[Exercise passage]:
Why the TV reality of Trump’s coronavirus speech was scary instead of soothing
President Trump’s coronavirus speech from the Oval Office late last week unnerved many, including a stock market that plunged to its worst day since 1987. But that performance — shaky, rushed, unsure — is no surprise, given how Donald Trump learned television.
Remember: Trump is a reality star.
The man who viewers saw live from the White House was severely at odds with the assured, often sarcastic persona strutting in front of thousands at arena rallies around the country. In that latter setting, he owns the stage, controls the crowd, usually speaking off-the-cuff for close to an hour. What happened in the Oval Office?
That cognitive dissonance is easier to follow when you understand how reality shows like “The Apprentice” are produced. These programs are called “unscripted series” for a reason: There are no formal screenwriters involved. Instead, producers give participants a broad outline of what should happen in each scene and then step out of the away.
This is also called “fly on the wall” television. The idea is to make the camera as unobtrusive as possible, so that it doesn’t interfere with the “reality” playing out in a particular location. Contestants in a scene often go on much longer than required — again, there is no script — and producers typically overshoot by a wide margin. Each episode often ends up with hundreds of hours of extra material.
The real work — and the creativity — of these shows comes in the editing process. That’s where 90 percent of what happened ends up on the cutting room floor, as editors shape a shapeless scene. Meandering exchanges between contestants, long-winded speeches by key characters that go nowhere — these are all edited down to make everyone on camera seem sharper and more articulate than they really are.
This is true even in the highly choreographed scenes Trump dominated on “The Apprentice” — especially the boardroom finale of each episode where someone was fired. Trump and his producers knew what they needed from those moments, but the star was given leeway to go with his gut, to be “real.” It would all be saved in editing.
In reality television, you don’t memorize long speeches written by someone else; you usually don’t worry about the clock. And you never read off a teleprompter.
Speaking from a prompter and looking natural is one of the hardest tasks in TV. The words fly by, but you can’t look like you’re reading. If you make a mistake on live TV, there are no do-overs; the gaffe won’t be edited out later so that you look smoother and smarter.

[Records supplied]:
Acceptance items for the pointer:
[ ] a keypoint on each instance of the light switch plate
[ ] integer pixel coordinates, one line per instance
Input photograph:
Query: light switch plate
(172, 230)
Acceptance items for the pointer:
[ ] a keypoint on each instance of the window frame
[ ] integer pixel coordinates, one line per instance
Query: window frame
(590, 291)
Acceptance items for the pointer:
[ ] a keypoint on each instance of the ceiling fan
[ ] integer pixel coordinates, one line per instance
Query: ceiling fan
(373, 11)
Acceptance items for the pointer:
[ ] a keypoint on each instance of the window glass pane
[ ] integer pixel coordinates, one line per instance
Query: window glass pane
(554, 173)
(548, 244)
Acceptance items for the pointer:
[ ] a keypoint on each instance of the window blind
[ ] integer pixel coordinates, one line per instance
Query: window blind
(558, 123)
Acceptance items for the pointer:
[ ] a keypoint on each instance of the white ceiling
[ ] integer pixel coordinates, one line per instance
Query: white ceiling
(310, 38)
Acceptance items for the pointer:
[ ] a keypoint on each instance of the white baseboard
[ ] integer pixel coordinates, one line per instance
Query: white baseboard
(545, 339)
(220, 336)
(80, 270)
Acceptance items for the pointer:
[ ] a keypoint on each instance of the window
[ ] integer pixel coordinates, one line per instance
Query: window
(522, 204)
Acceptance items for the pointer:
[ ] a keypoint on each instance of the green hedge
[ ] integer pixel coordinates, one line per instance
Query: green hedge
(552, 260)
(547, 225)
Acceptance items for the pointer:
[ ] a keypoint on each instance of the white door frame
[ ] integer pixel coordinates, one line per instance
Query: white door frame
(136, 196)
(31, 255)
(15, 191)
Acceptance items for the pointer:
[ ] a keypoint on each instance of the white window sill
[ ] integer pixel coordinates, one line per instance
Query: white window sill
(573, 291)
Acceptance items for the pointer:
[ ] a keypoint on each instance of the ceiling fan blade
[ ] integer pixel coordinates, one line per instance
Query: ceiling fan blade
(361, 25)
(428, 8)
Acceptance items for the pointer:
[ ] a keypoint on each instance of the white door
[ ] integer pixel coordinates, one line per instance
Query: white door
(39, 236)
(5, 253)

[Task instructions]:
Render this sentence from the piece on Trump's coronavirus speech into Spanish: "Speaking from a prompter and looking natural is one of the hardest tasks in TV." The records have no connection to the text.

[Written solution]:
Hablar leyendo un teleprompter y parecer natural es una de las tareas más difíciles de la televisión.